### [Written task 1]
Return everything in the Game of Thrones article from "Sure, Jon Snow" down to "has drastic consequences.", copied word for word.

### [Passage provided]
-- BEGIN --

GameOfThrones - Season 8 Official Trailer

via Youtube.com

Chaos is a ramp.

The longer Game of Thrones ran on, the more apparent it became that showrunners David Benioff and D.B. Weiss had no idea who George R.R. Martin's characters actually were. After three incredible early seasons, the quality dropped and dropped and dropped, until Arya turned into an unstoppable plot armor machine, Jaime lost his entire character arc, and Tyrion became a stupid idiot. Now, here we are at last, with "Bran the Broken" sitting on the Iron Throne.

As Tyrion told the lords and ladies of the Seven Kingdoms while he was supposed to be pleading for his life (which I guess Grey Worm just kind of forgot about): "We need good stories or some shit, so let's make Bran the Broken king because he fell out a window, and then he can make me Hand which won't look suspicious at all, no sir." We do, indeed, need good stories. But this ain't one of those, chief.

Honestly, Bran's a pretty bad choice for king. Dude is straight warged out all the time. He immediately banished his brother, Jon Snow, for stopping a genocidal maniac––all so he could "keep the peace" with a foreign army who immediately left on a ship. Then, during his first real policy meeting, he immediately bows out to go warg into a dragon. So here's a list of everyone who would have been a better choice for the iron throne (or lack thereof) than some impotent druggie with a fuzz mustache.

Jon Snow

Sure, Jon Snow ending up in charge wouldn't exactly "subvert expectations." But considering how much time the show wasted on Jon's lineage and rightful claim to the throne, that plotline really should have gone...somewhere...anywhere. As it stood, Bran's assertion that Jon "needs to know the truth" or whatever was total bullshit. Let the poor dude love his aunt in peace.

Daenerys

It would have been pretty cool if Daenerys really did claim total power after destroying King's Landing. She could have executed Tyrion and murdered Jon to truly wipe out any possible usurpers, and proven once and for all that in the game of thrones, bad political decisions (ie: supporting the "wrong" person) has drastic consequences.

Night King

Truthfully, the Night King always should have won. He had total control over an undead army who answered to him unconditionally. He was up against a fractured group of semi-literate wildmen standing their ground atop a massive crypt full of dead people (aka more soldiers for the Night King). His loss was only due to pure deus ex machina, and his ultimate victory could have symbolically shown that unless people band together as one, we'll never defeat...global warming?

-- END --

(Labeled region entries)
-- BEGIN --

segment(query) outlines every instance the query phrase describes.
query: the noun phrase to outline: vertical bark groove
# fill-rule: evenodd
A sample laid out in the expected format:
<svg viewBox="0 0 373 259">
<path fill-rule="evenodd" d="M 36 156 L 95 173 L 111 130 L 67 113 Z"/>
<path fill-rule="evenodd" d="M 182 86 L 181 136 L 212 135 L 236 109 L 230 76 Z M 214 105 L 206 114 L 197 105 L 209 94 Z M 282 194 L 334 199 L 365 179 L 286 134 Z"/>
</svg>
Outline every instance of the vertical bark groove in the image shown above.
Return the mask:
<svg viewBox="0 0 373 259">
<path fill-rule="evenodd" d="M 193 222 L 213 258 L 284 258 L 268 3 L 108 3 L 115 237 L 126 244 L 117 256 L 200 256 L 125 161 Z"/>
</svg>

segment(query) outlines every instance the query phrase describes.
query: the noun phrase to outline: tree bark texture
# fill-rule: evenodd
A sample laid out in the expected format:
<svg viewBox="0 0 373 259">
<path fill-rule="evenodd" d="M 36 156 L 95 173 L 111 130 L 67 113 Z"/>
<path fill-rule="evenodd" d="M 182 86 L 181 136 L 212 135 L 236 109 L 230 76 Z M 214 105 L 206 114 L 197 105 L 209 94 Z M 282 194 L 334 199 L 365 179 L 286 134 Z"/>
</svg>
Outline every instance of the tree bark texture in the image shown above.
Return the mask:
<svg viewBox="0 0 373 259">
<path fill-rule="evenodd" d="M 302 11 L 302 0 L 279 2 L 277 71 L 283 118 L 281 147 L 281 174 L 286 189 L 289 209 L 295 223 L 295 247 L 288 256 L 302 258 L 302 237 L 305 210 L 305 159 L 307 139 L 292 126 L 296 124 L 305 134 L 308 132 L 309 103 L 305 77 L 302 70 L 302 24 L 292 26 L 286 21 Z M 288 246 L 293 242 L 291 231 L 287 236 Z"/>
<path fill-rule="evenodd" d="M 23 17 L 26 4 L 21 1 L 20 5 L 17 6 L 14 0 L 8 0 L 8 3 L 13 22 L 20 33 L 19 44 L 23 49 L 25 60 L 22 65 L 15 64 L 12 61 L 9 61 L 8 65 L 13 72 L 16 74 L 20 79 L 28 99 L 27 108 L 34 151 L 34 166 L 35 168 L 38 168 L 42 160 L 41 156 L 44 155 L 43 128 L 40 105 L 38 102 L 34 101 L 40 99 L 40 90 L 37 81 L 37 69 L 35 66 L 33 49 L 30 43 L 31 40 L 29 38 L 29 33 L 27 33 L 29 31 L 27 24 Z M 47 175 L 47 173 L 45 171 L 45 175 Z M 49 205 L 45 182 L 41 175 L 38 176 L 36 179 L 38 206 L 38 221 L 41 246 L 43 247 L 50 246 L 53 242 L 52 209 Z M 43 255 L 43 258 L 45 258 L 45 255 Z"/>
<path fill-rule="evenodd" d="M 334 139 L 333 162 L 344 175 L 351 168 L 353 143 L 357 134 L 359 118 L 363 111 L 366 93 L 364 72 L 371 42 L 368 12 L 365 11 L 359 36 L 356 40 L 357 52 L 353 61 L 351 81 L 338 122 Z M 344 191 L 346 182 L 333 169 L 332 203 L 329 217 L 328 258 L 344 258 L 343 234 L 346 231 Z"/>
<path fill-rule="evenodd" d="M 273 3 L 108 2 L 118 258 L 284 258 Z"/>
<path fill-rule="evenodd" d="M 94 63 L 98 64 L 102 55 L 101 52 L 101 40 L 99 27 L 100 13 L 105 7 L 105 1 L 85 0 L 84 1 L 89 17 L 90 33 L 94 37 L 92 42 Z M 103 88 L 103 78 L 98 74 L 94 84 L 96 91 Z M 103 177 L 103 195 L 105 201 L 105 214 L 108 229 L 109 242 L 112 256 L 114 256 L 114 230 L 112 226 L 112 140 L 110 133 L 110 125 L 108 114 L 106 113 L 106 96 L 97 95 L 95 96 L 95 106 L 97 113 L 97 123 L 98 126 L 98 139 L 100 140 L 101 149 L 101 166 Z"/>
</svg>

-- END --

### [Written task 2]
Give the number of lines in the entries that contain the string "query", treating case as significant. Reply with the number alone.

### [Solution 1]
Sure, Jon Snow ending up in charge wouldn't exactly "subvert expectations." But considering how much time the show wasted on Jon's lineage and rightful claim to the throne, that plotline really should have gone...somewhere...anywhere. As it stood, Bran's assertion that Jon "needs to know the truth" or whatever was total bullshit. Let the poor dude love his aunt in peace.

Daenerys

It would have been pretty cool if Daenerys really did claim total power after destroying King's Landing. She could have executed Tyrion and murdered Jon to truly wipe out any possible usurpers, and proven once and for all that in the game of thrones, bad political decisions (ie: supporting the "wrong" person) has drastic consequences.

### [Solution 2]
4